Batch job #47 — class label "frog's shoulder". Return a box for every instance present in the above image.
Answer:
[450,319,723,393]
+ + +
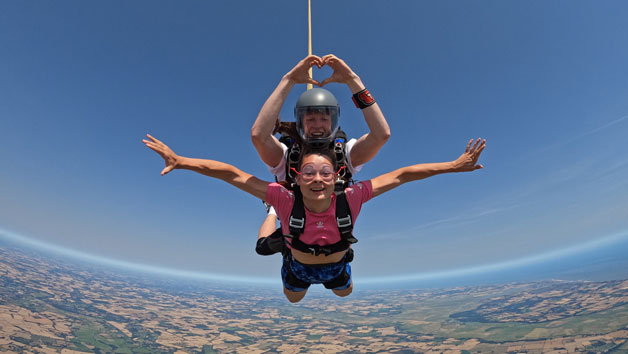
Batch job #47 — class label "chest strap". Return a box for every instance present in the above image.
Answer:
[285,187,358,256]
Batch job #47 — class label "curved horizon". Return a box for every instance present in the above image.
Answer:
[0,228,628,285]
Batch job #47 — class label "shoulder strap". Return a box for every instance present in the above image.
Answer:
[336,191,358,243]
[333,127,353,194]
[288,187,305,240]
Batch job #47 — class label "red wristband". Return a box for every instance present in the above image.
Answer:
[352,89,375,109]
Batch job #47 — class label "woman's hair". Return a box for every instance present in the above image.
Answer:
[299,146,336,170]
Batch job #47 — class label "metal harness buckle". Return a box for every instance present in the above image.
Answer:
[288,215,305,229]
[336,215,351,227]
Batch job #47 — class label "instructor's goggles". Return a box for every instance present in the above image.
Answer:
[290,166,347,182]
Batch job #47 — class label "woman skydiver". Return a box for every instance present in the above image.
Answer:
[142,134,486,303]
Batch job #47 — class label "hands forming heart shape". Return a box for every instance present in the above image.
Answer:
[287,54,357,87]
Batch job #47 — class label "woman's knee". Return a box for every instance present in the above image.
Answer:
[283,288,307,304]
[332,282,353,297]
+ + +
◆ EXERCISE INSTRUCTIONS ◆
Find every line in the data above that contains the word "shoulder", and copy each of those lines in full.

◆ SOLUTION BELOW ◆
Batch job #47 — class label "frog's shoulder". Return a box for every instance present in the above image.
Batch job #47 — class label "shoulder strap". Return a box for every instance present in the above image.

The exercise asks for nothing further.